*Data entries*:
start

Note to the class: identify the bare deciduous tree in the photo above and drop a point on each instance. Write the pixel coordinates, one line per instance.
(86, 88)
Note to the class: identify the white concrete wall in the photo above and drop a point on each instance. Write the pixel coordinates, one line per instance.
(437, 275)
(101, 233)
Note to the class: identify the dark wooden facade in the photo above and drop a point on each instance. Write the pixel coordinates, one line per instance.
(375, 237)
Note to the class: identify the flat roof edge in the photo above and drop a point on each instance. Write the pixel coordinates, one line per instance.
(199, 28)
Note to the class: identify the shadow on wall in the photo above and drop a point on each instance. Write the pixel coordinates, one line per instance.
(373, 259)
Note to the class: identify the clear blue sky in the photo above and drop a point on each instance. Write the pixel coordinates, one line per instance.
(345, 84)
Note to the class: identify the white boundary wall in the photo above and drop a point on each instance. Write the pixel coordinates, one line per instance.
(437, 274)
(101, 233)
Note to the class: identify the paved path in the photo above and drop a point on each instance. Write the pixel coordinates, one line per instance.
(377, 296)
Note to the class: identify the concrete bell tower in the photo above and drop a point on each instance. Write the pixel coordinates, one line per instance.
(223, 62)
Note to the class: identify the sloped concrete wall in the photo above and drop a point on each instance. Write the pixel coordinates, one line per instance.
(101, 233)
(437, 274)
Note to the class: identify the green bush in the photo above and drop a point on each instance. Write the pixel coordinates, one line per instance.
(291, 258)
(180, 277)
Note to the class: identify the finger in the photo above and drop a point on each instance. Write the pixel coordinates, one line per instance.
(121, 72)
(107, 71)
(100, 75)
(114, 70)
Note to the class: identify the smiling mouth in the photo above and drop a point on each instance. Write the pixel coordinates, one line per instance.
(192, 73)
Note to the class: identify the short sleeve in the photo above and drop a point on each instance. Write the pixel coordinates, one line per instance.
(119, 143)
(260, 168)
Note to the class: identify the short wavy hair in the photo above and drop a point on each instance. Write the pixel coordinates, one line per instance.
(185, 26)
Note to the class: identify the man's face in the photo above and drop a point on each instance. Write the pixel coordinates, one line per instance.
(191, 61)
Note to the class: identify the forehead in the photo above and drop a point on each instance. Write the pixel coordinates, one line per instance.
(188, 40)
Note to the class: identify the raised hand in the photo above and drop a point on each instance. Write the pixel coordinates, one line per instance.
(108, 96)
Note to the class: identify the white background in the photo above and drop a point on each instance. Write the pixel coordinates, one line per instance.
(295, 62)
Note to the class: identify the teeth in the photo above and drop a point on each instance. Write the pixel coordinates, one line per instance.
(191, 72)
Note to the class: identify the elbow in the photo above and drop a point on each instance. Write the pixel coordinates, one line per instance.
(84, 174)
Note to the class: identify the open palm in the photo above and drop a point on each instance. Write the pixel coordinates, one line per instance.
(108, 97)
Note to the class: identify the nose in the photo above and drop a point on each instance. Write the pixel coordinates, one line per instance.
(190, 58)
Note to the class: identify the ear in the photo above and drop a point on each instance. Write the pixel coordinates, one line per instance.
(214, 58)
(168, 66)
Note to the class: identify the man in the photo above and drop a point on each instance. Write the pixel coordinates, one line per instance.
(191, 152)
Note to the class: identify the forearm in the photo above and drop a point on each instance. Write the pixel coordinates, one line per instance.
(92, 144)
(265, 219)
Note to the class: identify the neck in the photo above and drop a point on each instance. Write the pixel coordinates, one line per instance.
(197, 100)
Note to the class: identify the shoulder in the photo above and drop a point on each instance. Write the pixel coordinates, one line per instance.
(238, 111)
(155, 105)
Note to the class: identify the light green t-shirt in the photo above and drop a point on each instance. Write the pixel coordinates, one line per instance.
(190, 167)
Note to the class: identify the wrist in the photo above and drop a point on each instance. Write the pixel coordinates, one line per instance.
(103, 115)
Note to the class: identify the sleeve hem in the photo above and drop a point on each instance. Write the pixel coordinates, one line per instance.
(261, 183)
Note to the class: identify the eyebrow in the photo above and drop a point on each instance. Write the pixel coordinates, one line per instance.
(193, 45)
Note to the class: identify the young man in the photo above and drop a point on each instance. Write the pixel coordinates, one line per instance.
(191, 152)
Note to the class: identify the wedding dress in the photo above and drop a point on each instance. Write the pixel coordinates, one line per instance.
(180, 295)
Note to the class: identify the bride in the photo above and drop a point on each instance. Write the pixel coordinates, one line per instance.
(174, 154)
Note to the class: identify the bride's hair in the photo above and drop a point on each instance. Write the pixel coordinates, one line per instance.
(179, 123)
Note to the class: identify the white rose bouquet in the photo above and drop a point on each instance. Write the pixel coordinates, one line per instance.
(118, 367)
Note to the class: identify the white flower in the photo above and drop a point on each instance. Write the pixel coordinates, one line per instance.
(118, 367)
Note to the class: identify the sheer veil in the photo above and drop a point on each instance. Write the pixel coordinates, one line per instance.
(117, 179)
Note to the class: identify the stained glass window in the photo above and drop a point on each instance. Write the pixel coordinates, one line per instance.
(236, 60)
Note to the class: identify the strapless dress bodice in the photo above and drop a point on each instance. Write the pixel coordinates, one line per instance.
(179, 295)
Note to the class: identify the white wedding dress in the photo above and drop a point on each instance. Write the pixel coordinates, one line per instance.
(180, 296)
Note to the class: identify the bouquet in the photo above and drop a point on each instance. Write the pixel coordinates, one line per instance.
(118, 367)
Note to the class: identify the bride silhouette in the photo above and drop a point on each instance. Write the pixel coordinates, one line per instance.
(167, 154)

end

*Problem*: Reproduce all of the entries above, replacing "drop a point" with "place a marker" wherever it occurs and leaving every other word unchanged.

*Exercise output*:
Note to the class: identify the bare deciduous tree in the photo above and place a marker on each instance. Write the pixel coordinates, one line per instance.
(86, 88)
Note to the class: identify the white concrete wall in the photo above and place a marker on each instance. Write the pixel coordinates, one line per instance.
(437, 275)
(101, 233)
Note to the class: identify the dark wooden facade in the photo above and place a marker on each instance. Write the pixel coordinates, one line per instance.
(375, 237)
Note to the class: identify the flat roof edge in the photo above and place a marker on each instance. Write the pixel coordinates, one line per instance.
(199, 28)
Note to the class: identify the shadow on wall in the photo above and place a marker on each instance. Write the pixel coordinates, one line per instance.
(373, 259)
Note to the class: identify the clear blue sky in the photo above and place a marker on each instance. Write the pixel coordinates, one line per instance.
(345, 84)
Note to the class: identify the white boundary wall in the photo above and place a marker on each instance. Write the pixel coordinates, one line per instance.
(437, 274)
(101, 233)
Note to the class: identify the paved path in the photo above and place a marker on each instance. Write the pixel coordinates, one line per instance.
(377, 296)
Note to the class: identify the concrete bell tower in the photo above and place a marker on each instance. Write the pixel coordinates, one line per instance.
(223, 62)
Note to the class: identify the sloped concrete wall in the photo above and place a marker on each instance. Write the pixel coordinates, one line per instance.
(101, 233)
(437, 274)
Note to the class: identify the green bush in the photo above and place a marker on each instance. Write the pixel coordinates, one line per instance.
(291, 258)
(180, 277)
Note to the class: identify the finger in the photo above and place a marker on each instance. Write the pixel coordinates, one line per instance.
(121, 72)
(107, 71)
(100, 75)
(114, 70)
Note to the class: identify the smiling mouth in the photo above and place a marker on each instance. Write the pixel coordinates, one line per instance.
(192, 73)
Note to the class: identify the short sleeve in the photo above and place a marker on each instance. Write the pixel coordinates, one line per instance.
(119, 143)
(260, 168)
Note to the class: identify the short wavy hair in the photo above and place a marker on each instance. Write the pixel coordinates, one line per instance.
(185, 26)
Note to the class: identify the man's face in the photo above and place a marker on each instance. Write the pixel coordinates, one line per instance.
(191, 61)
Note to the class: identify the forehead in the photo above and place a marker on each instance. Write the pixel coordinates, one line per instance.
(188, 40)
Note to the class: identify the raised hand in the photo above and place a marker on each instance. Write the pixel coordinates, one line per instance.
(108, 96)
Note to the class: identify the white background in the photo above and place a marker on each instance. Write the pixel coordinates, one line per instance.
(295, 62)
Note to the class: identify the teeth in the photo above and place a marker on each instance. Write the pixel coordinates, one line per instance.
(191, 72)
Note to the class: identify the elbow in the photo above and place a marker on each instance. Write the pixel coordinates, one line per instance.
(84, 174)
Note to the class: identify the open palm in the photo above and place a marker on each instance. Write the pixel coordinates, one line per instance.
(108, 97)
Note to the class: identify the nose in the photo above and place a marker on each instance. Write the pixel coordinates, one line per instance.
(190, 58)
Note to the class: identify the ear in the photo above and place a marker on each instance. Write the pixel coordinates, one line per instance.
(214, 58)
(168, 66)
Note to the class: identify the man in the photo above and place a marker on each instance. Write the pixel coordinates, one line per instance.
(191, 152)
Note to the class: identify the forearm in the photo above and place a marker on each instance. Write the pixel coordinates, one line per instance.
(92, 144)
(265, 219)
Note to the class: identify the neck in the photo above and place a marker on each instance. Write the pixel coordinates, one line per instance.
(197, 100)
Note to the class: identify the shoulder in the photo above and place a marker on each instance. Write the pixel coordinates, one line per instance.
(238, 111)
(155, 105)
Note to the class: identify the light green t-shirt in the photo above and place a marker on each instance. Write the pixel coordinates, one line per instance.
(190, 167)
Note to the class: identify the wrist in the photo above and place a marker on each instance. Write the pixel coordinates, one line per instance.
(103, 115)
Note to the class: identify the sleeve hem in the photo above and place a marker on each instance. Write the pixel coordinates, one line per instance.
(261, 183)
Note to the class: identify the eyebrow in the photo above and place a marker on each instance. Write the pixel coordinates, one line per instance.
(193, 45)
Note to the class: identify the young man in the photo above and place a marker on each instance. Write the pixel coordinates, one line per instance.
(191, 152)
Note to the class: identify the wedding dress in the photo above and place a marker on each instance. Write the pixel coordinates, one line per instance.
(180, 295)
Note to the class: identify the bride in the photo above and place a marker on each instance. Write the pixel coordinates, one line per instance.
(174, 154)
Note to the class: identify the bride's hair in the photo above and place a marker on each instance. Write the pixel coordinates, one line per instance.
(179, 123)
Note to the class: identify the white rose bouquet in the photo above and place a marker on each instance. Write the pixel coordinates, one line per instance.
(118, 367)
Note to the class: identify the white flower in the photo above and place a marker on each instance. Write the pixel coordinates, one line per instance.
(118, 367)
Note to the class: identify the sheer veil in the photo above and place a marker on each instance. Write the pixel coordinates, one line per instance.
(117, 179)
Note to the class: identify the stained glass window in the photo above and place a marker on each instance. Write the pixel coordinates, one line per instance.
(236, 60)
Note to the class: identify the strapless dress bodice in the photo above and place a marker on each instance. Write the pixel coordinates, one line per instance.
(179, 295)
Note to the class: identify the white wedding dress in the photo above and place a marker on each instance. Write the pixel coordinates, one line per instance.
(180, 296)
Note to the class: identify the bouquet in the photo above and place a marker on each instance. Write the pixel coordinates, one line per instance.
(118, 367)
Note to the class: identify the bride silhouette in the photo above and place a marker on each instance. Write the pixel coordinates, one line per instance.
(167, 154)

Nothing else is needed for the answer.